» Extrait du document:

════════

De longs films, de natures différentes, et des décennies d’activité. Scorsese est l’auteur de films célèbres et applaudis comme : Taxi Driver (1976), Les Affranchis (1990), Les Infiltrés (2006), Les Nerfs à vif (1991), Casino (1995), Le Loup de Wall Street (2013) et d’autres aussi polémique que La Dernière tentation du Christ (1988).

Récemment, son nom est sur toutes les lèvres. Ses critiques dures des films de super-héros ont accaparé les premières pages, avec les applaudissements reçus par son dernier long-métrage : The Irishman (2019). Un film qui permet à Scorsese d’entrer dans un monde bien connu, celui des gangsters, de la mafia italo-américaine et des États-Unis en plein milieu du XXe siècle. Cependant, l’âge et le passage du temps ont donné une nouvelle perspective au cinéaste, un nouveau tournant.

The Irishman est une oeuvre dans laquelle Scorsese est dans son élément. Il « joue à la maison », si l’on peut le dire ainsi. Le casting se compose de vétérans de l’interprétation qui, comme lui, ont prouvé qu’ils étaient en pleine forme.

Joe Pesci, Al Pacino et Robert De Niro finissent par donner vie à un film qui, même s’il se trouve sur une plate-forme de streaming comme Netflix, nous rappelle beaucoup le passé.

The Irishman : un voyage dans le passé

The Irishman est un voyage dans le passé dans le sens le plus strict du terme. Il aborde un passé historique qui retourne, concrètement, au XXe siècle, siècle qui paraît déjà lointain. C’est également un voyage dans le passé dans un sens moins littéral. Il s’agit en effet de l’un des films les plus longs de ces dernières décennies.

Nous vivons à une époque où le cinéma a été, en partie, éclipsé par les séries. Nous préférons faire un « marathon » de série plutôt qu’aller au cinéma. Un cinéma où, par ailleurs, les titres qui dépassent les deux heures ne sont que peu nombreux.

Les nouvelles générations ont grandi d’une façon différente. Nous n’avons plus à nous rendre au cinéma si nous voulons voir un film. Nous pouvons appuyer sur pause pour aller aux toilettes quand nous le voulons, le reprendre deux jours plus tard, etc. Le divertissement est au service de tous et même si, de temps en temps, il nous apporte des titres inoubliables, il semble s’être transformé en une chose qui dépasse l’art, reléguant ce dernier au second plan.

Scorsese avait un projet à l’esprit mais aucune société de production d’Hollywood ne l’a accepté. Il a donc fallu s’adapter aux nouvelles exigences des plateformes de streaming.

════════

» Entrées répertoriées:
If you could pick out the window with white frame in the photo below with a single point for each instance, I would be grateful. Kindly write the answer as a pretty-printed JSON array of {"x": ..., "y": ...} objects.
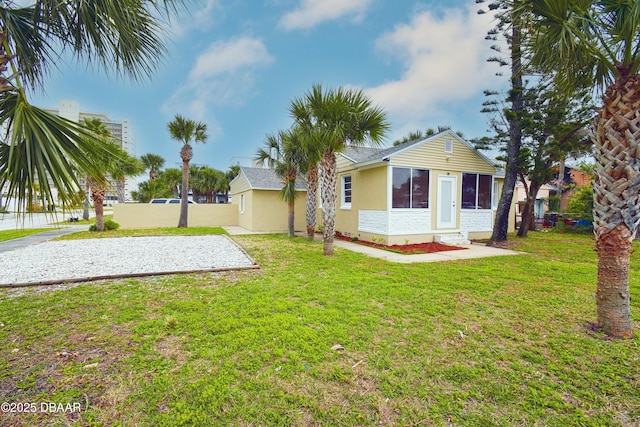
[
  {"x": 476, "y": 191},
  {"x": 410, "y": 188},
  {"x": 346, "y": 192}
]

════════

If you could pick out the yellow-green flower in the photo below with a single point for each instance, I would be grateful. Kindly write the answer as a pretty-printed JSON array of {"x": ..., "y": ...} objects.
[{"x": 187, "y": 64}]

════════

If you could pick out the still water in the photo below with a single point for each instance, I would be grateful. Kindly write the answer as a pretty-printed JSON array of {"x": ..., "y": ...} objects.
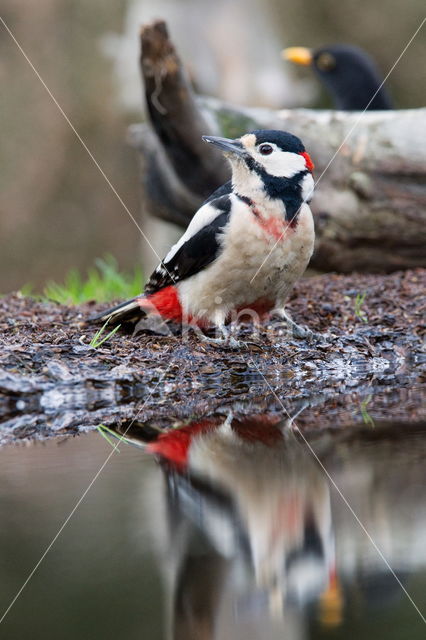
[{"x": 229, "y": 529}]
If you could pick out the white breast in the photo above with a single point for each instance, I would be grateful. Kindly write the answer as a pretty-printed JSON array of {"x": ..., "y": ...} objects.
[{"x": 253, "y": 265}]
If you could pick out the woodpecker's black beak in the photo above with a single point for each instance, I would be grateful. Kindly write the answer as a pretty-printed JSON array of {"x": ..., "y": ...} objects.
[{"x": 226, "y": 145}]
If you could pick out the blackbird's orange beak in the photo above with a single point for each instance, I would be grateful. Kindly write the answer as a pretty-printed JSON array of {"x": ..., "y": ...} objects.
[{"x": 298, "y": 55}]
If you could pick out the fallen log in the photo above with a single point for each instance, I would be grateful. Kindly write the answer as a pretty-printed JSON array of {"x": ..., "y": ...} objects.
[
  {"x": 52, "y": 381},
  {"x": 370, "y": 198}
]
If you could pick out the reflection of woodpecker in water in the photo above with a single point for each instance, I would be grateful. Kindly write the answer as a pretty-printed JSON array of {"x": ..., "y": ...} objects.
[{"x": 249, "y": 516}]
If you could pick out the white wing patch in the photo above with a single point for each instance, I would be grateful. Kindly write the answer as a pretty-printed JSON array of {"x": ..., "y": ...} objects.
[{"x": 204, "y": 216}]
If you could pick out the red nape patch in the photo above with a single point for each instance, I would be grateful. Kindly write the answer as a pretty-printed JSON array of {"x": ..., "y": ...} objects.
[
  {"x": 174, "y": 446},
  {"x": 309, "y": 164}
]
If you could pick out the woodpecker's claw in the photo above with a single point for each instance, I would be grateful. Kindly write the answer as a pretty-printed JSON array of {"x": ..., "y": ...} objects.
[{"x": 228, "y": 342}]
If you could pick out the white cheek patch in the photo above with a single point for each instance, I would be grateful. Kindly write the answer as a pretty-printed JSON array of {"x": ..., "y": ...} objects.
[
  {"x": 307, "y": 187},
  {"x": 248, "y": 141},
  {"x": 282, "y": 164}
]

════════

» Objectifs:
[1] D'après l'extrait sur Scorsese, pourquoi le cinéaste a-t-il dû s'adapter aux exigences des plateformes de streaming ? Répondez en une à trois phrases.
[2] Affichez chaque ligne des entrées qui contient la chaîne « beak », en tenant compte de la casse.
L'extrait et les entrées n'ont aucun lien entre eux.

» Corrigés:
[1] Scorsese avait un projet en tête, mais aucune société de production d'Hollywood ne l'a accepté. Il lui a donc fallu s'adapter aux nouvelles exigences des plateformes de streaming.

[2]
If you could pick out the woodpecker's black beak in the photo above with a single point for each instance, I would be grateful. Kindly write the answer as a pretty-printed JSON array of {"x": ..., "y": ...} objects.
If you could pick out the blackbird's orange beak in the photo above with a single point for each instance, I would be grateful. Kindly write the answer as a pretty-printed JSON array of {"x": ..., "y": ...} objects.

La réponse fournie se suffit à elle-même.